Problem description: In the Thai barbecued chicken and sticky rice recipe, for about how long is the sticky rice steamed?

Excerpt to read:
******

THAI BARBECUED CHICKEN, STICKY RICE,
GREEN PAPAYA SALAD
Sticky Rice:
4 cups sticky (glutinous) rice
water
1. Place 4 cups of sticky rice in a saucepan
and add water to cover.
2. Rub the rice between your hands several
times and drain off the milky water; add clean water
and repeat until the water is clear.
3. Soak overnight in water to cover or it can
be soaked in hot water for 3 hours before steaming.
4. Drain the rice and place in a cloth lined
basket or in a steaming basket.
5. Place the basket over a pot of boiling
water, cover, and steam for approximately 30 minutes.
Barbecued Chicken:
1 whole chicken, cut in half
1 tsp salt
4 garlic cloves, chopped
1 tsp white pepper
1 tbsp minced cilantro leaves and root
2 tbsps cognac, whiskey, or rice wine
2 tbsps coconut milk
1 tbsp fish sauce
1 tsp fresh ginger, chopped
1. Rub the entire chicken with the combined
marinaded ingredients and marinate for 15 minutes.
2. Bake at 350 F (180C) for 45 minutes and then
broil/grill for 10 minutes until done.

******

Data section:
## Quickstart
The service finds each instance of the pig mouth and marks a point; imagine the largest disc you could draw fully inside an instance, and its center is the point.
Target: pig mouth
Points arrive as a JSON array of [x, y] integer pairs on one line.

******

Completed exercise: Approximately 30 minutes.